Present the following entries again, word for word and in full.

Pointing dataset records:
_ _ _ _ _

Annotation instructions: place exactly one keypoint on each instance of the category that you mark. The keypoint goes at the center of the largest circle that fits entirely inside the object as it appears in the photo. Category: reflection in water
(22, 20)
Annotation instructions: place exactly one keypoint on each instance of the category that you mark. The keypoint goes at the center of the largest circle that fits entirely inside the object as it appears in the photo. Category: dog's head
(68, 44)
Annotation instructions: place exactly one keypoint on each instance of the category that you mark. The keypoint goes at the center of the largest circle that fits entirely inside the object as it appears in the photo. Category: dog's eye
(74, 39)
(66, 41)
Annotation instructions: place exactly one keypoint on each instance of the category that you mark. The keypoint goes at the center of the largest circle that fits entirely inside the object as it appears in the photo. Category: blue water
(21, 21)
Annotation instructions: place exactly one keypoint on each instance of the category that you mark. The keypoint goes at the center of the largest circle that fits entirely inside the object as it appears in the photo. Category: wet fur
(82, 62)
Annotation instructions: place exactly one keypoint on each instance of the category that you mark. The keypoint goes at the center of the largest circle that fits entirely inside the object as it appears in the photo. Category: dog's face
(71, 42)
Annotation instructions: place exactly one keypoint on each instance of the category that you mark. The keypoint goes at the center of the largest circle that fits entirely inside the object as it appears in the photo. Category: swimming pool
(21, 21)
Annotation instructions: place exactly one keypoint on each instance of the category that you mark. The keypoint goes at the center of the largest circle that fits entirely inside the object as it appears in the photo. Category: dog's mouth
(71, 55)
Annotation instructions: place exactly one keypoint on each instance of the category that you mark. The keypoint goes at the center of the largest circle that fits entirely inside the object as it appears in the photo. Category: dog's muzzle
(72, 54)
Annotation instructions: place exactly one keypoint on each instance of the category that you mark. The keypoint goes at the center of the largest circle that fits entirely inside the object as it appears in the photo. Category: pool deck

_ _ _ _ _

Result of the exercise:
Annotation instructions: place exactly one keypoint on each instance of the category that you mark. The keypoint goes at the center of the largest circle that fits entirely inside the object as it appears in the photo. Category: reflection in water
(22, 20)
Annotation instructions: place exactly one keypoint on each instance of the category that you mark. The keypoint goes at the center of the largest circle that fits entirely inside the object as it appears in the photo. Category: dog's head
(68, 44)
Annotation instructions: place exactly one keypoint on each instance of the category that you mark. The keypoint goes at the center of the largest circle that fits entirely inside the object as it appears in the photo. Category: dog's eye
(74, 39)
(66, 41)
Annotation instructions: place exactly one keypoint on each instance of the category that you mark. The keypoint goes at the center of the largest circle that fits entirely inside the object as it appears in the photo. Category: blue water
(21, 21)
Annotation instructions: place exactly one keypoint on each instance of the category that you mark. The keypoint goes at the center of the largest circle that fits entirely inside the object as it appears in the photo. Category: wet fur
(82, 62)
Annotation instructions: place exactly one keypoint on each instance of the category that you mark. The keypoint goes at the center of the largest circle that fits entirely inside the object as it appears in the photo. Category: dog's face
(71, 42)
Annotation instructions: place exactly one keypoint on each instance of the category that you mark. The keypoint goes at the center of the largest circle that fits entirely inside the object as it appears in the photo. Category: swimming pool
(21, 21)
Annotation instructions: place exactly one keypoint on each instance of the category that you mark. The keypoint goes at the center of the largest circle that fits entirely inside the object as it appears in the photo. Category: dog's mouth
(71, 55)
Annotation instructions: place exactly one keypoint on each instance of the category that you mark. The keypoint goes at the center of the largest circle that fits entirely inside the object as it appears in the photo. Category: dog's muzzle
(72, 54)
Annotation instructions: place exactly one keypoint on each instance of the category that you mark. The keypoint goes at the center of the largest circle that fits entirely inside the object as it appears in the photo. Category: pool deck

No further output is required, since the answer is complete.